● ENTRIES SUPPLIED
Start
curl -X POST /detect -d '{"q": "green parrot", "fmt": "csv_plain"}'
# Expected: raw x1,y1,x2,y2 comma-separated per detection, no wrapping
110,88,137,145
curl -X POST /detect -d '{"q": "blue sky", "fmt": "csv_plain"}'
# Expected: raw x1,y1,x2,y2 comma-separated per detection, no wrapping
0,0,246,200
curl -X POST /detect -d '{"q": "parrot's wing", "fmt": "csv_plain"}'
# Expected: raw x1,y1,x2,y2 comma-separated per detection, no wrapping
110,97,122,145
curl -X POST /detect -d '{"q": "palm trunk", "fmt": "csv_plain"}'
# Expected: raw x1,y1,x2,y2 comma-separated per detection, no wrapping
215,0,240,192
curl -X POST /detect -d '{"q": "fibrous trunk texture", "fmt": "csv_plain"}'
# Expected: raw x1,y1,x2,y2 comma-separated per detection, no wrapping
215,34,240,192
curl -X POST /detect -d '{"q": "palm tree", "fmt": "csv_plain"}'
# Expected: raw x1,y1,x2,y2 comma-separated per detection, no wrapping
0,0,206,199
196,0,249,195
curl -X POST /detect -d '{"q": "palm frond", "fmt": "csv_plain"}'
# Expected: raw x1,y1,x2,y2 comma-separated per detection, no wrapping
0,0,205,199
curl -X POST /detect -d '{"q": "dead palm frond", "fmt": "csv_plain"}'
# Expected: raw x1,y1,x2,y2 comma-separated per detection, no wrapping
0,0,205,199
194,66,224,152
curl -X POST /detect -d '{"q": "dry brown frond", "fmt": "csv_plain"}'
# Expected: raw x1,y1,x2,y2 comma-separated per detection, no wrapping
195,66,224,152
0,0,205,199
End
Start
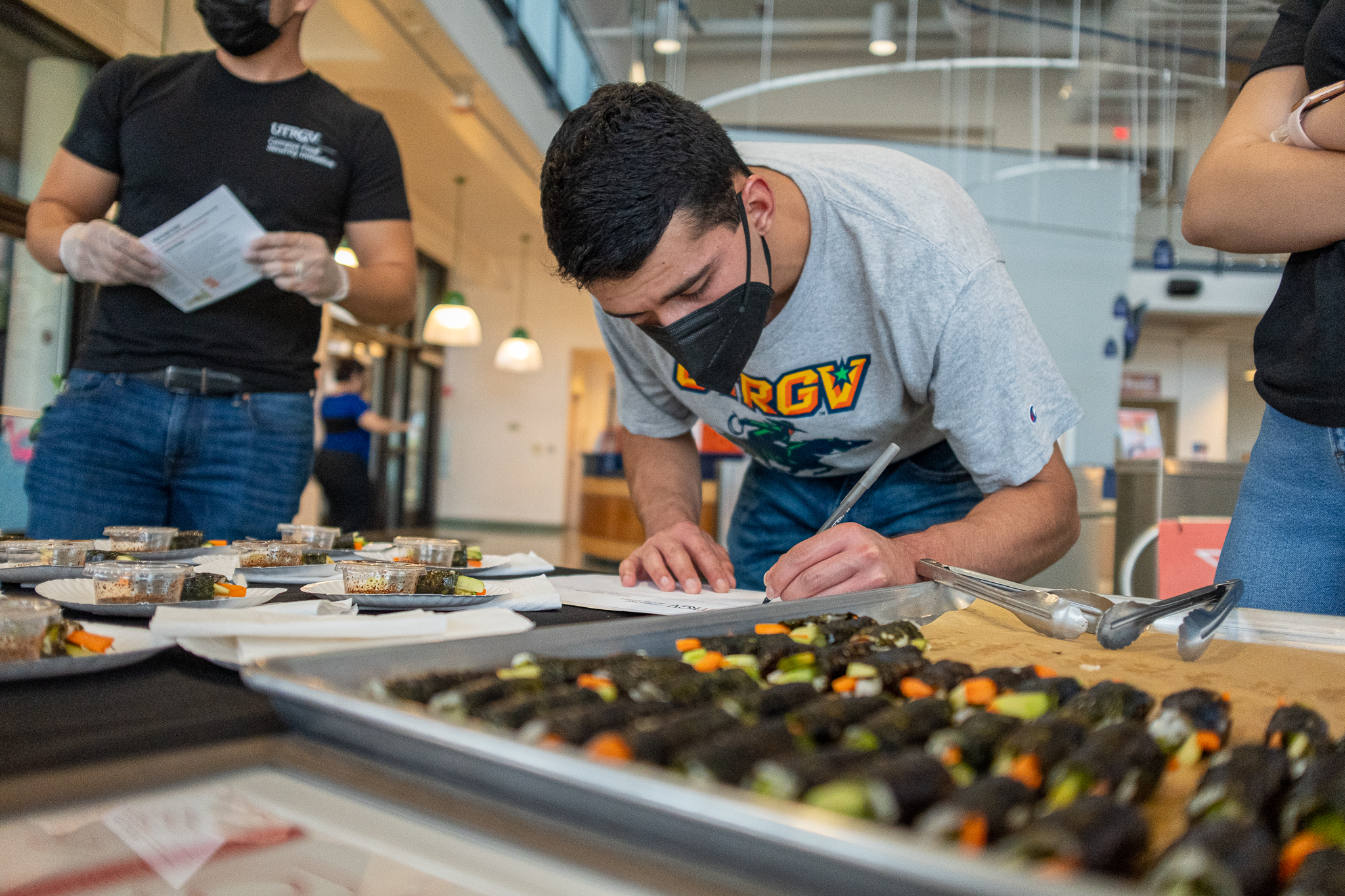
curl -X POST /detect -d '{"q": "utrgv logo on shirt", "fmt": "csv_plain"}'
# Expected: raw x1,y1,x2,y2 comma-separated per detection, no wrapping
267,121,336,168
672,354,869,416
End
● GOAL OF THE EXERCISE
How many lines in the rows above contain the string "parrot"? Case matters. Reply with the number only.

● OUTPUT
2